* begin Article *

4. In these execution proceedings the main points contested were the period for which mesne profits had been decreed by the trial Court, the basis on which the mesne profits were to be assessed and who was liable to pay those mesne profits. The executing Court held that mesne profits had been decreed only up to the date of the institution of the suit and not up to the date of delivery of possession as contended by the decree-holder. With -regard to the basis on which the mesne profits were to be assessed the executing Court held that the correct basis was the rental basis. The Court also apportioned the liability among the different defendants. The decree-holders have appealed in both the cases and on appeal nave challenged the findings of the executing Court on all the points I have mentioned. The first point to be determined is for what period the decree-holder is entitled to mesne profits.
5. The decree states no period. It states that the suit is decreed with costs and mesne profits. The respondent contends that all that the decree-holder asked for was mesne profits up to the date of the suit and that from that fact it is clear that in using the expression “mesne profits” the Court clearly intended mesne profits only up to the date of suit. He contends that the Court cannot be held to have given the decree-holder a relief which he never asked for. The point for our decision is the correct construction of the decrees.
6. The sheet-anchor of the decree-holder’s case is the decision of the Privy Council in the case of Fakharuidin Mohammad Ahsan Chaudhury v. Official Trustee of Bengal  8 Cal. 178. In that case the terms of the decree were that the plaintiff be declared entitled to possession with wasilat from the commencement of Sraban. Their Lordships, in considering the plaint, held that it was at all events open to the construction that the plaintiff’ did intend to claim wasilat up to the time of delivery of possession, although for the purpose of valuation of the suit only so much was valued, as was then due. They pointed out that under the law wasilat could be given up to the date of possession and concluded their judgment by saying that it appeared to their Lordships that the more reasonable construction of the document is that the Court intended to give with possession that wasilat which was claimable up to the time of possession.
7. Finally, their Lordships referred to a number of cases and pointed out that this was not a case in which the decree was silent on the subject of wasilat but that it expressly mentioned wasilat and that the expression “wasilat with possession” might reasonably be held to have the construction put upon it by the High Court, viz., wasilat up to the time of delivery of possession. Now, I do not propose for one moment to attempt to construe the present decree by the decree in the suit which was being dealt with by the Privy Council, but in construing the present decree I propose to apply the same principles which their Lordships applied in construing the decree before them. It is clear from the judgment I have just referred to that a Court construing the decree may look at the term of the plaint itself.

* end Article *
* begin Entries supplied *

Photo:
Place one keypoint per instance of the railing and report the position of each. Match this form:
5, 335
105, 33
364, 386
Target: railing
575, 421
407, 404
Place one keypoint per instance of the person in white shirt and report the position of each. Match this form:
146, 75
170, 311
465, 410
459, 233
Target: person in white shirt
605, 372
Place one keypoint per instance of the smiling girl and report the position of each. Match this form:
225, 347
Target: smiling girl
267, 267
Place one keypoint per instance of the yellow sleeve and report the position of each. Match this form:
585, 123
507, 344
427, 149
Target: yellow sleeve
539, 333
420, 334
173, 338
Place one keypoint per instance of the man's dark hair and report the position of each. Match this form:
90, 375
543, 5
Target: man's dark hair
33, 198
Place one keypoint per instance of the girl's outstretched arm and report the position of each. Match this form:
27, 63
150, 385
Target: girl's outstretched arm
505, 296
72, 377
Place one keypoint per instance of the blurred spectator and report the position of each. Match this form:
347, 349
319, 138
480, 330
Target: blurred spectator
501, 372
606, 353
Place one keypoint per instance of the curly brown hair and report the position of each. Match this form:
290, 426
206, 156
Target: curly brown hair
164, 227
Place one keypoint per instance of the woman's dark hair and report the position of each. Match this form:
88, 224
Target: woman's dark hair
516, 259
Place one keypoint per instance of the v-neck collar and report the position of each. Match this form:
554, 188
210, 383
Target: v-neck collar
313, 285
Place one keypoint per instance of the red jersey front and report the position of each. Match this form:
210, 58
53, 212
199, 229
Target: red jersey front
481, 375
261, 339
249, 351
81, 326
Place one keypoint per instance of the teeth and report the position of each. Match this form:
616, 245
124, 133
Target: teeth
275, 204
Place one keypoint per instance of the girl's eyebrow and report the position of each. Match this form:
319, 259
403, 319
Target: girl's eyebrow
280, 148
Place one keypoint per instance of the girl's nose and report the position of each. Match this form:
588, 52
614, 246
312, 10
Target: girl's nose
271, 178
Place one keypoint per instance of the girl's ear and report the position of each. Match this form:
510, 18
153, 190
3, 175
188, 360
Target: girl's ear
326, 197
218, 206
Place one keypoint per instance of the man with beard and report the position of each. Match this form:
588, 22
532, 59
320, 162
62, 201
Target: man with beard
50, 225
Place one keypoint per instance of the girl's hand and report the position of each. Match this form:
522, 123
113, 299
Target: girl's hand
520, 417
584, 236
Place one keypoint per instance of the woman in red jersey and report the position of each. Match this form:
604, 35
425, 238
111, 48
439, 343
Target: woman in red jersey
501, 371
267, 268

* end Entries supplied *
* begin Entries supplied *

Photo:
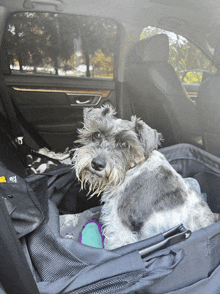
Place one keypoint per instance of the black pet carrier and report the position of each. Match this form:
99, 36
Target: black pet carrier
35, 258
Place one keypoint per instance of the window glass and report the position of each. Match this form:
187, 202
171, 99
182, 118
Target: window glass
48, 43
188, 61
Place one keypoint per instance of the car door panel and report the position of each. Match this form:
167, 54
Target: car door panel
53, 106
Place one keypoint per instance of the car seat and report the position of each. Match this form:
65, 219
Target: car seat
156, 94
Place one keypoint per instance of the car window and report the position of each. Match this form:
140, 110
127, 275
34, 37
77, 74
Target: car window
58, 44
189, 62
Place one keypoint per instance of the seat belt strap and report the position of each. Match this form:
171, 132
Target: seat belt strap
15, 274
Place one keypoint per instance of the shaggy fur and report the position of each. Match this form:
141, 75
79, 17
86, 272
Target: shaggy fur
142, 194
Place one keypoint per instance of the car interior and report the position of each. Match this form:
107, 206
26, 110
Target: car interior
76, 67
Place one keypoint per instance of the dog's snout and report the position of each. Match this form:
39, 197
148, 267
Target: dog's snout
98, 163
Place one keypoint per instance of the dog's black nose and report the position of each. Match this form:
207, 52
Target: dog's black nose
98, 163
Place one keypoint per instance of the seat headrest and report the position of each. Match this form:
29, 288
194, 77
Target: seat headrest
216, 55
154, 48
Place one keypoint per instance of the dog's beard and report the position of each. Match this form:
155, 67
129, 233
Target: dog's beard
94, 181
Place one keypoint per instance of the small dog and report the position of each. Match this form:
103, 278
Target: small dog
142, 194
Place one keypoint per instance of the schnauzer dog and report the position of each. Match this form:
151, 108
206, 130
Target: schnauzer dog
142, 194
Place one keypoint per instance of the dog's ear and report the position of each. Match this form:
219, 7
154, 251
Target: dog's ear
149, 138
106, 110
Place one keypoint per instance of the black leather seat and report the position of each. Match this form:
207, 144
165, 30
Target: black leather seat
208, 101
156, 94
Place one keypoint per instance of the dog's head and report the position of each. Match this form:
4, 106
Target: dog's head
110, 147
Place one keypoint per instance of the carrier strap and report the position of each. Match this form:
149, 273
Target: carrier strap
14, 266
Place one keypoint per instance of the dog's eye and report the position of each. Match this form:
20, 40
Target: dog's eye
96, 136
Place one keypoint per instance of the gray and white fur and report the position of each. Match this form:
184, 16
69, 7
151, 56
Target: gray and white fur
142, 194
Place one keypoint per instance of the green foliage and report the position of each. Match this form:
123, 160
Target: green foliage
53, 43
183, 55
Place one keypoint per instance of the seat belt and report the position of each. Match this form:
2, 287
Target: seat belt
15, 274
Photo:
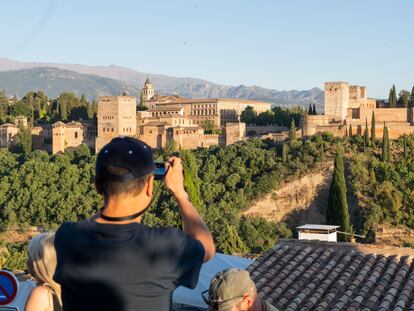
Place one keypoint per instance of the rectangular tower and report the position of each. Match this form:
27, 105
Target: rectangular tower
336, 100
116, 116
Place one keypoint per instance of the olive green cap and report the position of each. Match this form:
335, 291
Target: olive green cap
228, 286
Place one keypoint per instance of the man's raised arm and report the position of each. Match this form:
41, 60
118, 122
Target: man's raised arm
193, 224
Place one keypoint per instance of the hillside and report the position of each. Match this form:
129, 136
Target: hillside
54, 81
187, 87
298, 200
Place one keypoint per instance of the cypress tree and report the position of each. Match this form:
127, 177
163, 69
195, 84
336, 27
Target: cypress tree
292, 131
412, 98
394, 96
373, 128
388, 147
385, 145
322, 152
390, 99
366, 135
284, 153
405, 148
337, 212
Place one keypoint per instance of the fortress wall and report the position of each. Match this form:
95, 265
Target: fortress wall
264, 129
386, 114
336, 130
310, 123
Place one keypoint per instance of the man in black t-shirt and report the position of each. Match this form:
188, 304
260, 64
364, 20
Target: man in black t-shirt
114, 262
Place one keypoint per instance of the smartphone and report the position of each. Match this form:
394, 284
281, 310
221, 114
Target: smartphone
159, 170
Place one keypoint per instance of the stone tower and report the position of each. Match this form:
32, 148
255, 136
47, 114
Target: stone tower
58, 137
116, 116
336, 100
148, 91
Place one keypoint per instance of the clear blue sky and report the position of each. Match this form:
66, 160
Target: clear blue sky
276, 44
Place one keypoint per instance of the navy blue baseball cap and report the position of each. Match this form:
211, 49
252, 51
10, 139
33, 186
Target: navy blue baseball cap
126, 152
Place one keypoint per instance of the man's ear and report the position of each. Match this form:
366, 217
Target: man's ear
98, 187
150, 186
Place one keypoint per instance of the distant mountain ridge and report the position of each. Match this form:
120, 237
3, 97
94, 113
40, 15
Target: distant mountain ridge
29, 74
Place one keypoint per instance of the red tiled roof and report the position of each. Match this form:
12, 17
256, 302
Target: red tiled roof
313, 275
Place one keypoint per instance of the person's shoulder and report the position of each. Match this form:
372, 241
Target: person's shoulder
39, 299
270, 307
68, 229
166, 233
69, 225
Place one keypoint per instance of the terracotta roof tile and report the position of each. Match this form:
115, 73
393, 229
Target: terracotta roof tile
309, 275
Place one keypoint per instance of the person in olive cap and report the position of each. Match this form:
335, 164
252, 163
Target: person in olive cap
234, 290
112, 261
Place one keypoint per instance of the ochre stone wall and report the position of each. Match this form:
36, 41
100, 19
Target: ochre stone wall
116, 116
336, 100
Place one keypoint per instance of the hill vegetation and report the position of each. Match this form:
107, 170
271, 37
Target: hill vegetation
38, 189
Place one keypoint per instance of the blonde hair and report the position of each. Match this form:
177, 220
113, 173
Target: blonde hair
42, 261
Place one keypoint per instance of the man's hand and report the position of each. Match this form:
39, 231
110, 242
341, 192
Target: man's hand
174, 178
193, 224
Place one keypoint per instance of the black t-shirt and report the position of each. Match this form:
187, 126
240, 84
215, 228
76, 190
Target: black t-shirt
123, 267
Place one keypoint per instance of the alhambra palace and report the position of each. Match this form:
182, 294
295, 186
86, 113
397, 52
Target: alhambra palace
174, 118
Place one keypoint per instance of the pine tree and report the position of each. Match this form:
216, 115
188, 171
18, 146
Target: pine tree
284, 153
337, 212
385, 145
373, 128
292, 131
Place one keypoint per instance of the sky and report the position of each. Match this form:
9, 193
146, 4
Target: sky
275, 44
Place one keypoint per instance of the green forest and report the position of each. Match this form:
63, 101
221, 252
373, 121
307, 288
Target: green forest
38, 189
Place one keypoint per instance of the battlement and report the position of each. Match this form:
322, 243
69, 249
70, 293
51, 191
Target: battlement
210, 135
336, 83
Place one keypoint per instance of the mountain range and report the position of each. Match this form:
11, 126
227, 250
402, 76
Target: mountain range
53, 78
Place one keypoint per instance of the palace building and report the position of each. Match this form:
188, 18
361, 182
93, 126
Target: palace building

* end Entries supplied *
* begin Entries supplied *

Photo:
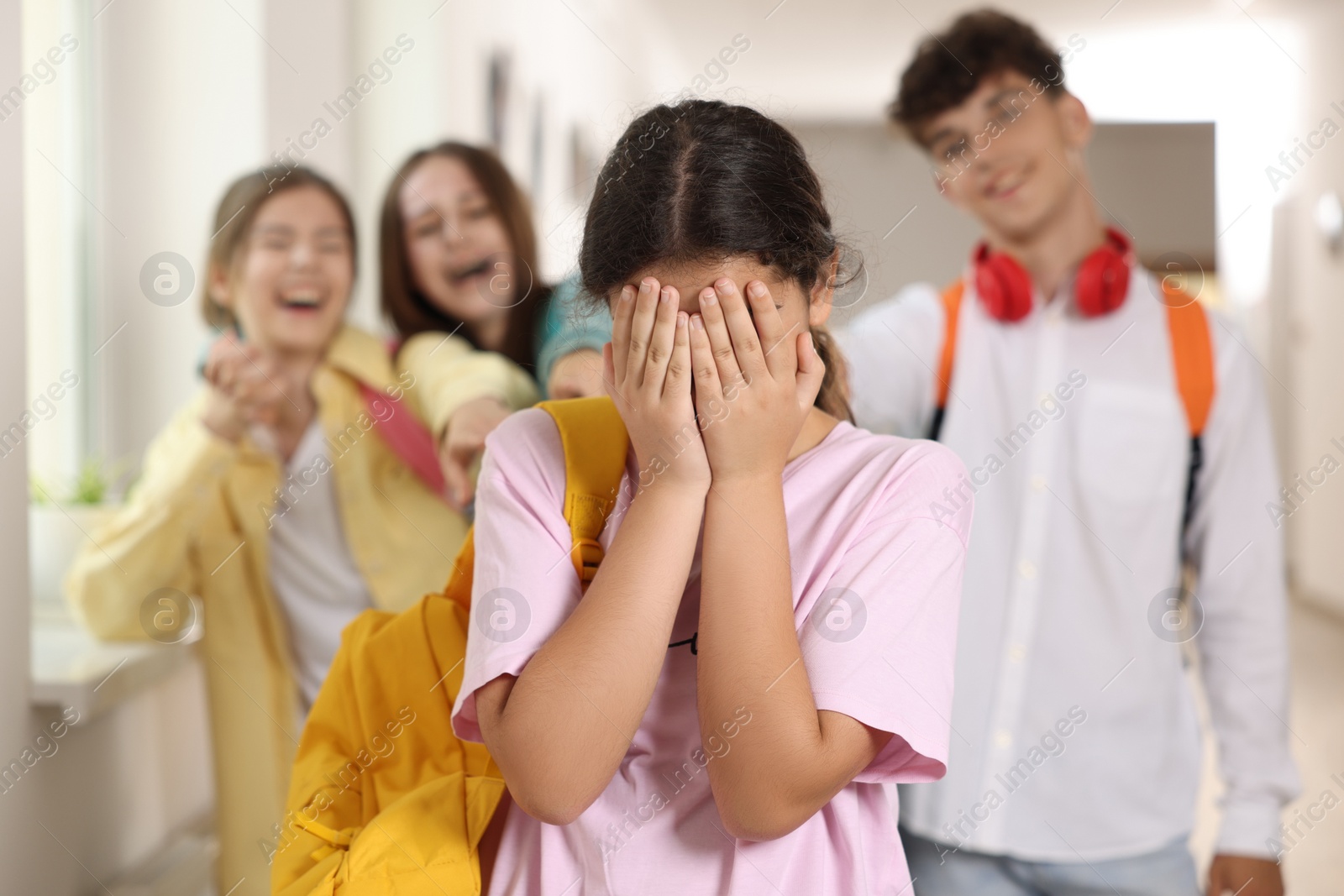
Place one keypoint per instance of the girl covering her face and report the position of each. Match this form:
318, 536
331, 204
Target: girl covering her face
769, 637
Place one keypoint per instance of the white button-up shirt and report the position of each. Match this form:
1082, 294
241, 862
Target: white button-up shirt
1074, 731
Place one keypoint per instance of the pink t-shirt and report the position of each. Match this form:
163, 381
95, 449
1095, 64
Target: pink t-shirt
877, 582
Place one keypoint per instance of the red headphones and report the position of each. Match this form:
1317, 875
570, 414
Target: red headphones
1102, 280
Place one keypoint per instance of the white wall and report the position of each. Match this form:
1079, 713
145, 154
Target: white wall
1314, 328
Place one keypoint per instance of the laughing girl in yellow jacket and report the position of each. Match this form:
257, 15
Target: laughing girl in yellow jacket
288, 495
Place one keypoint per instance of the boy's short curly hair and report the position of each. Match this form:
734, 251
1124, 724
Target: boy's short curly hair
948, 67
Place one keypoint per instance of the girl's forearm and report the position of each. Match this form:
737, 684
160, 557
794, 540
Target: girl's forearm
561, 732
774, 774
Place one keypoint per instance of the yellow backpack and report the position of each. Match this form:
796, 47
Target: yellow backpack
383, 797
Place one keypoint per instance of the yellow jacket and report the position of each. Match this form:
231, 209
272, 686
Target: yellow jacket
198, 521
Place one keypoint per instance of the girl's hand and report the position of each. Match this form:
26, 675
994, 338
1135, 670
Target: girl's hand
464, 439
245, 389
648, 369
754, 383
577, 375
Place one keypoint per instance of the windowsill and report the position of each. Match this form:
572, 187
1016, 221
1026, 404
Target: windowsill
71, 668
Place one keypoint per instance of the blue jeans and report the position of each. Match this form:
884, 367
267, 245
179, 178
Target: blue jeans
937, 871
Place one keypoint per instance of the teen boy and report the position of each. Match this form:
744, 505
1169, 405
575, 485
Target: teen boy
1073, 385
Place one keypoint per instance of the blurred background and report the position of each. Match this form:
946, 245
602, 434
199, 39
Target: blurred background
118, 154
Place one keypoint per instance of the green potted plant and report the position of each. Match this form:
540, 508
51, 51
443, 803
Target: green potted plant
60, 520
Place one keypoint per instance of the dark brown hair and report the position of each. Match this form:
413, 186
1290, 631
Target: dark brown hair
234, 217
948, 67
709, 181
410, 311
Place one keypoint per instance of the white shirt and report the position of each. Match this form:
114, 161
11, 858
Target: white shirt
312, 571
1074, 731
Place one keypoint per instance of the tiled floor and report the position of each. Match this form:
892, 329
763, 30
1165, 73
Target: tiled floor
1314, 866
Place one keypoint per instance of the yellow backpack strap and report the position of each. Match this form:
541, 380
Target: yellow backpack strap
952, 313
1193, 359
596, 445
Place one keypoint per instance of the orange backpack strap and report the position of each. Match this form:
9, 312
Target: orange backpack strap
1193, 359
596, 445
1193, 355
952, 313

* end Entries supplied *

▶ _Set task_
Answer these questions using the judgment:
1. What basis did the executing Court hold to be correct for assessing the mesne profits?
2. What does the decree under construction say about mesne profits?
3. In the decree considered by the Privy Council, from what point was the plaintiff declared entitled to possession with wasilat?

▶ _Exercise answer_
1. The rental basis.
2. It states no period. It says only that the suit is decreed with costs and mesne profits.
3. From the commencement of Sraban.